** PROVIDED MATERIAL **
※

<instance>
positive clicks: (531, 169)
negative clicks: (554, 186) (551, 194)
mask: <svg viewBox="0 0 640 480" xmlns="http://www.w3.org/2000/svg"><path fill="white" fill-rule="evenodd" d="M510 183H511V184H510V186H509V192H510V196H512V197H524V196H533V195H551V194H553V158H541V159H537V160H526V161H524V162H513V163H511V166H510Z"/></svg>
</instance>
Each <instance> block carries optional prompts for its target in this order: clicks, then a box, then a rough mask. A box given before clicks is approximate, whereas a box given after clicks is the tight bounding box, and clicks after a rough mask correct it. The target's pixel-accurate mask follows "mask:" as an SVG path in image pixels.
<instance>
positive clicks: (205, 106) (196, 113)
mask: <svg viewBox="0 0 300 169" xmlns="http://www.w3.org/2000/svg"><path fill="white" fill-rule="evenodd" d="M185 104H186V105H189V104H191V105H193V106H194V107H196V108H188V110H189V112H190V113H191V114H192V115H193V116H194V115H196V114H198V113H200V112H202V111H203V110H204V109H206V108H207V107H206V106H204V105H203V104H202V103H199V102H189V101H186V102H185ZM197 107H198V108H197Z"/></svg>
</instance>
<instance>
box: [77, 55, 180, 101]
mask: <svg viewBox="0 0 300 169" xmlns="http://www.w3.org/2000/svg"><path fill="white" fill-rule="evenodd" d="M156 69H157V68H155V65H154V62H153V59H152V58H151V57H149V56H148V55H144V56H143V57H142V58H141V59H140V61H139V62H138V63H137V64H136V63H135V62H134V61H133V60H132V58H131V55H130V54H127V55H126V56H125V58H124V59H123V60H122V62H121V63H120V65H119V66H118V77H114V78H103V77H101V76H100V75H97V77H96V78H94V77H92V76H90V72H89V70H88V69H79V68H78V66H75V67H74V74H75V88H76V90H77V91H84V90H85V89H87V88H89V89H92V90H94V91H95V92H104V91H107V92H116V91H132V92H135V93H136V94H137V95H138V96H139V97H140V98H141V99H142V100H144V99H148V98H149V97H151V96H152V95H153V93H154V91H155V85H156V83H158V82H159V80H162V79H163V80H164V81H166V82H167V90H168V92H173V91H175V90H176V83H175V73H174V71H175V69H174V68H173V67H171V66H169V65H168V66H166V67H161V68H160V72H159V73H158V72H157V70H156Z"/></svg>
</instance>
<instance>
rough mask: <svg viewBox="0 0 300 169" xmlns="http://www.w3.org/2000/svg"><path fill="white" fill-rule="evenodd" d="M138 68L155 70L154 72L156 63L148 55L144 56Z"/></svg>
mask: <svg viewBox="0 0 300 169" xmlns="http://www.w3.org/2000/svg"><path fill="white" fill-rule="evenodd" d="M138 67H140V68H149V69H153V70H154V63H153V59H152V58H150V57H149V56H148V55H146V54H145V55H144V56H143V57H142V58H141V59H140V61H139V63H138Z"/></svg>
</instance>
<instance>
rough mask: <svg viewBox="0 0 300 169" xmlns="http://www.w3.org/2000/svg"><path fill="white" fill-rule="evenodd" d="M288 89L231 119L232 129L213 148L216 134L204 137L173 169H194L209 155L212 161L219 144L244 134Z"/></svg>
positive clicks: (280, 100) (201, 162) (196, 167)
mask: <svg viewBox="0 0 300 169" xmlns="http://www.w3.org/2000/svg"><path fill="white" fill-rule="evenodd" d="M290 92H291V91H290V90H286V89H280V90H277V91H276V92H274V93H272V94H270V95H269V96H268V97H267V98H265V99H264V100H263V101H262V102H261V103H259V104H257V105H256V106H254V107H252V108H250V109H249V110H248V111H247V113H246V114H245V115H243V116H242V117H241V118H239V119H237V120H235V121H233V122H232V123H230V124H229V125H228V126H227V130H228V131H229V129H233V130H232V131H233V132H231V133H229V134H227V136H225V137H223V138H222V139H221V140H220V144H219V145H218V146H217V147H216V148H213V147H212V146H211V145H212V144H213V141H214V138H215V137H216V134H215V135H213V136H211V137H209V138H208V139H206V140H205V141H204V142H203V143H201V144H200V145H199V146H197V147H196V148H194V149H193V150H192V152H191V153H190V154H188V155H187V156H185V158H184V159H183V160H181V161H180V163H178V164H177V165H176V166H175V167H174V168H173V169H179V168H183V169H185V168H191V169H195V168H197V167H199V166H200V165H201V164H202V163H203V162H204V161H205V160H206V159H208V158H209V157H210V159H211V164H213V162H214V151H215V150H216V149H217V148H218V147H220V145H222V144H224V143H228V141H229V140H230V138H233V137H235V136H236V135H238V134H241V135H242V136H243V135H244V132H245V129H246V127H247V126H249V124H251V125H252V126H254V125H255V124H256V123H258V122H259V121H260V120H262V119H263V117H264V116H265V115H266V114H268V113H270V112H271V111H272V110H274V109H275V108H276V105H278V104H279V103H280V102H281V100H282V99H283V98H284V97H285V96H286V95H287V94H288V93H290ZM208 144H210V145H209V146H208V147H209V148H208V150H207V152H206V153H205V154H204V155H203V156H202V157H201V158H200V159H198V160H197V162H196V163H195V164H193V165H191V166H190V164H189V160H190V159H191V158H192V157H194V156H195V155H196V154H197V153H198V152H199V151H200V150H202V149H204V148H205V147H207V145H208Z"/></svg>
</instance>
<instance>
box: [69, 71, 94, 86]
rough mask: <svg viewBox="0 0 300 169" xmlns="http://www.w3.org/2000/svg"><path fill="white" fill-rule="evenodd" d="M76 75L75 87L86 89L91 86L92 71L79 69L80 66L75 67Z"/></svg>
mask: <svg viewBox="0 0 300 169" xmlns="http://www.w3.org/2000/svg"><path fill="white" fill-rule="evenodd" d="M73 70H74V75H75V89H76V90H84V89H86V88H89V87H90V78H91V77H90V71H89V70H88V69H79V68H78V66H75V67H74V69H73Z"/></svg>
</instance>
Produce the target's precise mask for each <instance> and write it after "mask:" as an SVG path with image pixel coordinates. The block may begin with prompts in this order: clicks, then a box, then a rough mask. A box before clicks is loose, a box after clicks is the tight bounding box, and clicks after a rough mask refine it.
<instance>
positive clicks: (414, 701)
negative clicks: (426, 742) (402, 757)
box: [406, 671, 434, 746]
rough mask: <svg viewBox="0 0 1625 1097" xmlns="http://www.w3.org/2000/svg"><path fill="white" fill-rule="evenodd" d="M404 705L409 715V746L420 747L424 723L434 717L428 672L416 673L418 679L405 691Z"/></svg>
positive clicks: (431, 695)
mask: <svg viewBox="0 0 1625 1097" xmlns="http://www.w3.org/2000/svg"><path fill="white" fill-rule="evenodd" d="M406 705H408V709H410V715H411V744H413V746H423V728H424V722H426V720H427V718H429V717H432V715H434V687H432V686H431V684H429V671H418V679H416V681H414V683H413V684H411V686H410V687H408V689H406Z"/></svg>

※

** DIRECTIONS **
Rewrite the lines between the one holding "705L409 715V746L420 747L424" and the one holding "positive clicks: (431, 695)", inclusive, with "rough mask" replaced by "coarse mask" and everything else left unchanged.

** WRITTEN SOLUTION **
coarse mask: <svg viewBox="0 0 1625 1097" xmlns="http://www.w3.org/2000/svg"><path fill="white" fill-rule="evenodd" d="M404 705L409 715V746L420 747L424 723L434 717L428 672L416 673L418 679L405 691Z"/></svg>
positive clicks: (431, 695)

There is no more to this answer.